▶ _WHAT IS NEEDED_
The records that follow must be repeated exactly, line by line.

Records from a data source
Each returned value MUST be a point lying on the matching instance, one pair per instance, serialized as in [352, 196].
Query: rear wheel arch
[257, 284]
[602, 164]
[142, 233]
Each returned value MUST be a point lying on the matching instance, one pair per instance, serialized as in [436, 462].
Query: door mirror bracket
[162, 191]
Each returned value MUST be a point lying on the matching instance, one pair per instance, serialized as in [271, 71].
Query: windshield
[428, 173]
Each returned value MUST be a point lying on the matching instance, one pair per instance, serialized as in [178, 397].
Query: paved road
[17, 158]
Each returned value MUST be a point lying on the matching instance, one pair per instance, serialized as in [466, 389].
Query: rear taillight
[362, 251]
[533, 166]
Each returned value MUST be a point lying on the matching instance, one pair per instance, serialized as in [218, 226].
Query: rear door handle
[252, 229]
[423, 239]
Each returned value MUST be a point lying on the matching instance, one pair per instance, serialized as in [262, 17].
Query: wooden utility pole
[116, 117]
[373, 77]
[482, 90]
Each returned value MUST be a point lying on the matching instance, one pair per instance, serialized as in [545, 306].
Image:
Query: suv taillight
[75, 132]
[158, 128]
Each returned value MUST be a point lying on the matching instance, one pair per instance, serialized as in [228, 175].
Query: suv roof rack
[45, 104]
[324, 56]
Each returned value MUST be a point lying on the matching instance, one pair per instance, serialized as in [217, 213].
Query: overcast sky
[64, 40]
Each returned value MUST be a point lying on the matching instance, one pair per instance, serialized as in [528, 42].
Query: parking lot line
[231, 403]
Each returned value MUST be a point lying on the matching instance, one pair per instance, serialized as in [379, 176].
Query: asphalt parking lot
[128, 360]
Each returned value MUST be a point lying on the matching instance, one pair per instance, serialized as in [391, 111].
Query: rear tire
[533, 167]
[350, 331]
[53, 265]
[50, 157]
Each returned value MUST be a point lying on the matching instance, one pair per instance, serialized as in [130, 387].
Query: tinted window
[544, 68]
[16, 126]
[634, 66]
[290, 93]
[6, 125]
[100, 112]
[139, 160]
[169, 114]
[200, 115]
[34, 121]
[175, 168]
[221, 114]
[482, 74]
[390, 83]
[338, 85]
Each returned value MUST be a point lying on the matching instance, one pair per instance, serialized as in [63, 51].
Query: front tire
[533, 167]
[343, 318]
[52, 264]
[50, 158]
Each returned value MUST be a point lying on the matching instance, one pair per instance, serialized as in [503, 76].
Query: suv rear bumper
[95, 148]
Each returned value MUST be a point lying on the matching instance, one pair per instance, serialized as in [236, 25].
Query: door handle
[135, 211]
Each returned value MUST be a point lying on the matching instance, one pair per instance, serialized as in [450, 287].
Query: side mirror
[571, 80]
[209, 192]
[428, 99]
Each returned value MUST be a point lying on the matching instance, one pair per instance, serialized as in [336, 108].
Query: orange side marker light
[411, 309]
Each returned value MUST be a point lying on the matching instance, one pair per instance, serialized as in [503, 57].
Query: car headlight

▶ _WRITTEN ANSWER_
Each returned value MUST be a point lying on the matching instance, one pair per instance, serialized as in [352, 196].
Query: rear wheel arch
[257, 284]
[602, 164]
[142, 233]
Each returned value MUST be a point lying on the matching instance, one pair per instance, serialized as in [436, 462].
Query: door mirror bracket
[162, 191]
Each returned value MUST be a point lying on the matching instance, one pair per instance, serialized as in [271, 71].
Query: windshield
[428, 173]
Each returned value MUST be a point lying on the matching instance, one pair per instance, serialized as in [178, 397].
Query: paved road
[17, 158]
Each returned value MUST be a point lying on the matching instance, one pair per instance, serialized as in [466, 389].
Query: rear taillight
[362, 251]
[533, 166]
Each returned value MUST be a point lying on the matching instance, one pair per instance, serialized as in [218, 226].
Query: rear door handle
[252, 229]
[423, 239]
Each returned value MUST be a point lying on the matching instance, one pair per instance, serialized as in [262, 17].
Query: wooden utility pole
[116, 117]
[373, 77]
[482, 90]
Each returned value MUST be a point lying on the matching instance, one pair per instance, serialized as in [545, 306].
Image:
Query: suv taillight
[75, 132]
[158, 128]
Each returned value MUST be a point lying on the matching instance, one pair per instance, serialized as in [228, 175].
Query: suv roof rack
[45, 104]
[324, 56]
Each returned value MUST be a point lying on the matching instance, one pair per instance, serialized as in [217, 213].
Query: overcast sky
[64, 40]
Each returned value MUST be a point lying on the matching instance, one pair per instance, serialized as in [528, 42].
Query: parking lot line
[231, 403]
Each returned value MUST be a point lying on the matching instance, one pair per instance, serialized as in [379, 176].
Query: asphalt parking lot
[128, 360]
Each returned value MUST be a point lying on the matching instance, one pair per instance, serialized as in [391, 111].
Query: rear tire
[533, 167]
[350, 331]
[53, 265]
[50, 157]
Each returned value MUST be a point lying on the matching instance, one pair per instance, serialized as in [130, 387].
Query: tinted window
[544, 68]
[16, 126]
[634, 66]
[290, 93]
[6, 125]
[100, 112]
[139, 160]
[169, 114]
[200, 115]
[34, 121]
[175, 168]
[221, 114]
[482, 74]
[390, 83]
[338, 85]
Each returned value MUST be a point lying on the matching instance, one pair per instance, serialized as in [63, 51].
Query: front tire
[533, 167]
[343, 318]
[52, 264]
[50, 158]
Each returned value MUST be a point lying on the matching instance, one pair per instance, serialized as in [503, 76].
Query: suv rear bumper
[95, 148]
Each returned value MUST be a point lying on the matching instance, one pair per instance, serialized as in [236, 25].
Query: door handle
[135, 211]
Each returned value MUST be a point lying on the matching instance, one pair per instance, serialized as in [450, 287].
Query: side mirror
[571, 80]
[209, 192]
[428, 99]
Each returned value MUST be a point lying on the matching instance, one pair per instance, serialized as in [336, 108].
Query: orange side marker light
[411, 309]
Each returned value MUST be a point lying on the matching instance, one pair per instance, serialized as in [503, 57].
Query: car headlight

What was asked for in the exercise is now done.